* **Brief**
Copy the data below verbatim, reproducing everything from the line containing "Guideline: every puppy's" down to the line containing "388, 184, 593, 356", with both of those lines included.

------ Supplied data ------

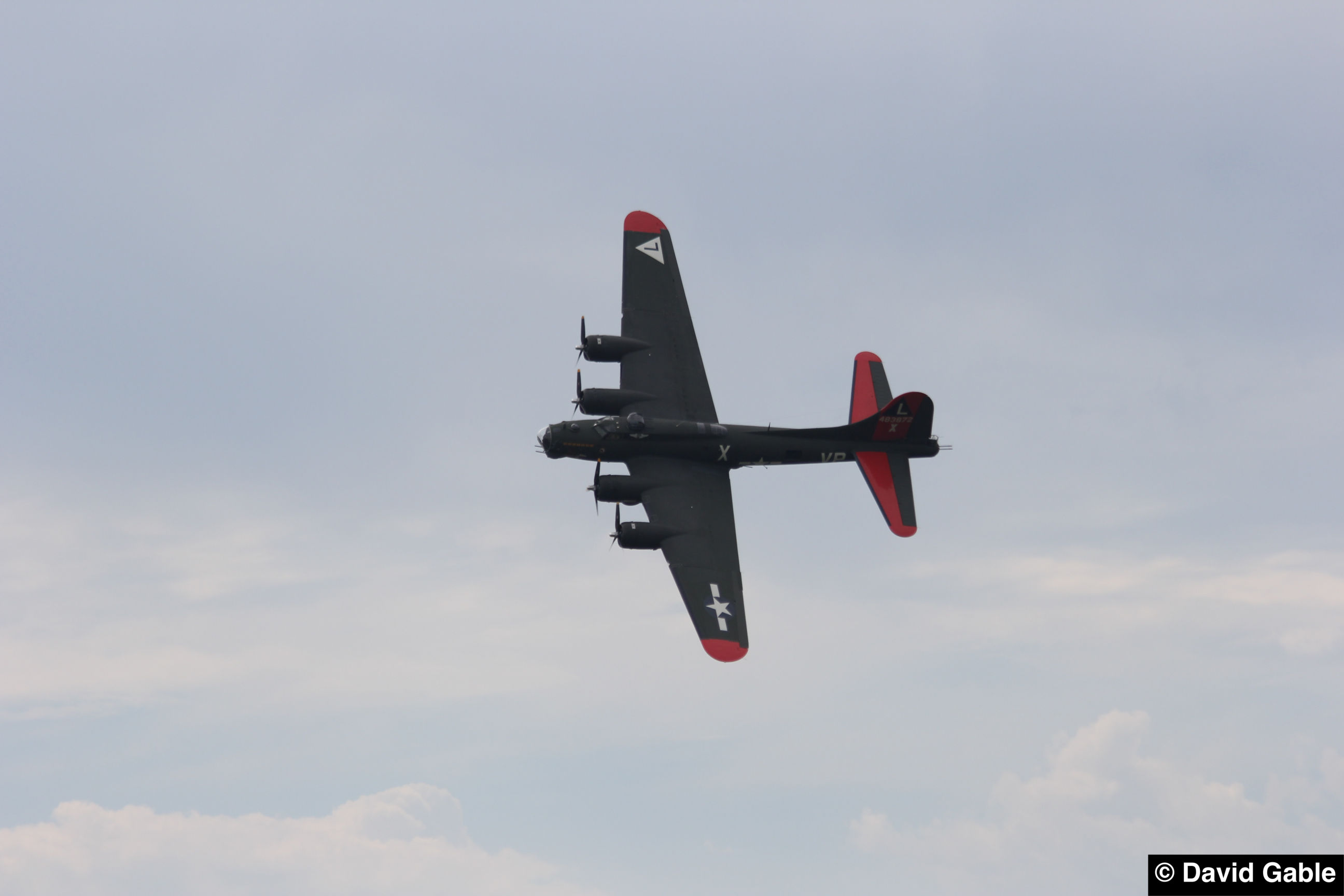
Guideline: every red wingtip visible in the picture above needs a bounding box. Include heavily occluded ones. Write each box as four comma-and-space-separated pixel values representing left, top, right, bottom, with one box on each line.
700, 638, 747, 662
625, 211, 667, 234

------
------ Supplied data ------

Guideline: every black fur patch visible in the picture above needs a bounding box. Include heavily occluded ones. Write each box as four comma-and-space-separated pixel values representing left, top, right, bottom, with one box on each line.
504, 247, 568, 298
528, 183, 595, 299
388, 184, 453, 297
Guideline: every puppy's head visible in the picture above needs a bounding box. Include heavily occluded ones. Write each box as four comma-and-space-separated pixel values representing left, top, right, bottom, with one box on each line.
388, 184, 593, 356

------

* **Reply**
Guideline: every puppy's head visible in the picture above needs a bounding box. Include heavily occluded ones. Write each box as four comma-and-space-separated pixel values representing left, top, right, bottom, with one box on each line.
388, 184, 593, 356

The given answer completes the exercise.